Copy the records below word for word, leaving out the pictures.

* EXTRACTED INFORMATION
══════════
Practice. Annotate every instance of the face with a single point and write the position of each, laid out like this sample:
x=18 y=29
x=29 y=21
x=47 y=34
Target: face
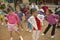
x=35 y=14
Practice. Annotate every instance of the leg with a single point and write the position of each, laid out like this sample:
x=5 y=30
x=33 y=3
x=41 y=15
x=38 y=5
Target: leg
x=21 y=38
x=34 y=35
x=37 y=35
x=53 y=30
x=47 y=29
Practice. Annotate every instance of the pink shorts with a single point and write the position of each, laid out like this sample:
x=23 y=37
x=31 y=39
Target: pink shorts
x=12 y=27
══════════
* REPLY
Practice. Annotate every instance of the face with a single point and write the position of each, laid out like this sample:
x=18 y=29
x=29 y=21
x=47 y=34
Target: face
x=35 y=14
Practice. Annotate every instance of the leg with a single point and write the position of each, laid out like this sample:
x=5 y=30
x=33 y=3
x=41 y=15
x=38 y=5
Target: leg
x=21 y=38
x=34 y=35
x=37 y=35
x=53 y=30
x=47 y=29
Practice. Annotate every instance of the pink shorts with a single point and write the position of each, laid out like this sample:
x=23 y=37
x=31 y=39
Target: pink shorts
x=12 y=27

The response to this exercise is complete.